• **Stated problem**
Rename "tree trunk" to "tree stem" everywhere it occurs in the items below, and give all the lines again with nothing else changed.

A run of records
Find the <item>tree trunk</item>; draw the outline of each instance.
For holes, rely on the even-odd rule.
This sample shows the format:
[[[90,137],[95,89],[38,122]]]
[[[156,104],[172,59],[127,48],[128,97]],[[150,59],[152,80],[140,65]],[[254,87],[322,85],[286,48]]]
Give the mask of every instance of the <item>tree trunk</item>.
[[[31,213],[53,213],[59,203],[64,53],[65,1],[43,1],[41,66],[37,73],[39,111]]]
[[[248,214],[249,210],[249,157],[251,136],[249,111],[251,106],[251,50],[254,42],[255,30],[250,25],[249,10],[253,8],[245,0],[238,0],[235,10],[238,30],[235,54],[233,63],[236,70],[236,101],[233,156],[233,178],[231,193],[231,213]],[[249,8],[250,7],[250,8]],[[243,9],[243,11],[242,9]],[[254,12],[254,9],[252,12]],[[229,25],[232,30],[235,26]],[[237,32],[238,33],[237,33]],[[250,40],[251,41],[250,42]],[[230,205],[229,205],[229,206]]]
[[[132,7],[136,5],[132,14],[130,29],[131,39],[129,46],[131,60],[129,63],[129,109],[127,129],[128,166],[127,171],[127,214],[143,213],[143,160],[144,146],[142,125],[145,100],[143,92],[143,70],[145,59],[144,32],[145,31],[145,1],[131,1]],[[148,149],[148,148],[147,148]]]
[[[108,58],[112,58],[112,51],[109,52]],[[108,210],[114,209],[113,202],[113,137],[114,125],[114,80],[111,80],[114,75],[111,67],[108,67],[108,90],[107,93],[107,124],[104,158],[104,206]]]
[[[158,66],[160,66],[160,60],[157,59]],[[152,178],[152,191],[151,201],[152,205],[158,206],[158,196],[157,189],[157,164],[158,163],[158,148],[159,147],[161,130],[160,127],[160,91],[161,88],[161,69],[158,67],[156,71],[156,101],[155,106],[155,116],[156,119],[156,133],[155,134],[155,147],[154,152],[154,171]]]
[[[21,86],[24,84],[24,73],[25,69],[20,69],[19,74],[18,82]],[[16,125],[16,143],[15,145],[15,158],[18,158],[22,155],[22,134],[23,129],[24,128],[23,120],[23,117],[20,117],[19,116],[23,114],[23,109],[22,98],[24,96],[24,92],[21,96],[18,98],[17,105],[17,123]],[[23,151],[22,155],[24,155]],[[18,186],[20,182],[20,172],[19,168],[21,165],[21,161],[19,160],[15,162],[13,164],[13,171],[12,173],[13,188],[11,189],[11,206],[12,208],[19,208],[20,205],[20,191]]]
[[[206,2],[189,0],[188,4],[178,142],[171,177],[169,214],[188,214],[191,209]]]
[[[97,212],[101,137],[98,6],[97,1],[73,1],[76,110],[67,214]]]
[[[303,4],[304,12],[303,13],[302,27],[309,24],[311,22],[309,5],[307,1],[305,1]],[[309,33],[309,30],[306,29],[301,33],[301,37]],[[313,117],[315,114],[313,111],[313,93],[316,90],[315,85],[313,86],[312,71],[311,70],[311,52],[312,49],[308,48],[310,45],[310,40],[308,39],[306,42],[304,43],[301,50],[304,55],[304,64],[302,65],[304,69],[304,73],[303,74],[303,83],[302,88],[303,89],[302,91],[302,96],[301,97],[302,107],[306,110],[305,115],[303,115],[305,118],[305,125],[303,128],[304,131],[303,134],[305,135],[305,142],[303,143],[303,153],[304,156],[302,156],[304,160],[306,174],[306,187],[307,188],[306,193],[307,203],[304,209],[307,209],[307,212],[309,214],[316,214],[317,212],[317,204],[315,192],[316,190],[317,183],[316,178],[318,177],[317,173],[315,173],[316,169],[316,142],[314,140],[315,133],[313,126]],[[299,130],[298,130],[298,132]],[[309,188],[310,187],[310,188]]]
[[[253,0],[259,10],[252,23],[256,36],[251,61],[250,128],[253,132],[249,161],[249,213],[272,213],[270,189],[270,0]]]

• **Final result**
Find the <item>tree stem</item>; draw the outline of each instance.
For holes, rely on the even-odd rule.
This sample shows the format:
[[[90,137],[95,89],[38,122]]]
[[[156,104],[172,59],[127,48],[128,97]],[[150,59],[152,80],[140,65]],[[254,87],[322,85],[286,48]]]
Give the mask of every instance of the <item>tree stem</item>.
[[[31,213],[53,213],[59,203],[64,53],[65,1],[43,1],[41,66],[37,73],[39,111]]]
[[[248,214],[249,210],[249,157],[251,136],[249,111],[251,106],[251,50],[254,42],[255,30],[250,25],[249,10],[253,8],[245,0],[238,0],[235,10],[238,30],[235,54],[233,63],[236,70],[236,101],[233,156],[233,178],[231,193],[231,213]],[[249,8],[250,7],[250,8]],[[243,9],[243,11],[242,9]],[[254,12],[254,9],[252,12]],[[229,25],[232,30],[235,26]],[[237,32],[238,33],[237,33]],[[250,40],[251,41],[250,42]],[[230,205],[229,205],[229,206]]]
[[[132,7],[136,5],[132,14],[130,29],[131,39],[129,46],[131,60],[129,63],[129,109],[127,129],[128,166],[127,171],[127,214],[143,213],[143,160],[144,146],[142,125],[145,100],[143,92],[143,70],[145,59],[144,32],[145,31],[145,1],[131,1]],[[148,149],[148,148],[147,148]]]
[[[108,58],[112,58],[112,51],[109,52]],[[108,210],[114,209],[113,202],[113,137],[114,125],[114,80],[111,80],[114,75],[111,67],[108,67],[108,90],[107,93],[107,124],[104,158],[104,206]]]
[[[158,66],[160,66],[160,60],[157,59]],[[152,178],[152,191],[151,201],[152,205],[158,206],[158,196],[157,189],[157,164],[158,163],[158,148],[159,147],[161,130],[160,127],[160,91],[161,88],[161,69],[158,67],[156,71],[156,101],[155,106],[155,116],[156,119],[156,133],[155,134],[155,147],[154,152],[154,171]]]
[[[21,86],[24,84],[24,73],[25,69],[20,69],[19,74],[18,82]],[[16,125],[16,143],[15,145],[15,158],[18,158],[22,155],[22,134],[23,129],[24,128],[23,120],[23,117],[20,117],[19,116],[23,114],[23,109],[22,98],[24,96],[24,92],[21,96],[18,98],[17,105],[17,123]],[[23,151],[22,155],[24,155]],[[18,186],[20,182],[20,172],[19,168],[21,165],[21,161],[19,160],[15,162],[13,164],[13,171],[12,173],[13,188],[11,189],[11,206],[12,208],[19,208],[20,205],[20,191]]]
[[[206,2],[189,0],[188,4],[178,142],[171,177],[169,214],[188,214],[191,209]]]
[[[97,212],[101,137],[98,6],[97,1],[73,1],[76,110],[67,214]]]
[[[303,4],[304,12],[303,13],[302,27],[309,24],[311,22],[309,5],[307,1],[305,1]],[[309,33],[309,30],[306,29],[301,33],[301,37]],[[313,117],[315,114],[313,111],[313,93],[316,90],[315,85],[313,86],[312,71],[311,70],[311,52],[312,49],[308,48],[310,45],[310,40],[308,39],[306,42],[304,43],[301,50],[304,55],[304,64],[302,65],[304,69],[304,73],[303,74],[303,83],[302,88],[303,89],[302,91],[302,96],[301,97],[302,107],[306,110],[305,115],[303,115],[305,118],[305,125],[303,128],[304,131],[303,134],[305,135],[305,142],[303,143],[303,153],[304,156],[302,156],[304,160],[306,174],[306,187],[307,188],[306,193],[307,203],[304,209],[307,209],[307,212],[309,214],[316,214],[317,212],[317,204],[315,192],[316,190],[317,183],[316,178],[318,177],[317,173],[315,173],[316,169],[316,142],[314,140],[315,133],[313,126]],[[299,130],[298,130],[298,132]],[[309,188],[310,187],[310,188]]]
[[[253,0],[259,10],[252,23],[256,36],[251,61],[250,128],[253,132],[249,161],[249,213],[272,213],[270,189],[270,0]]]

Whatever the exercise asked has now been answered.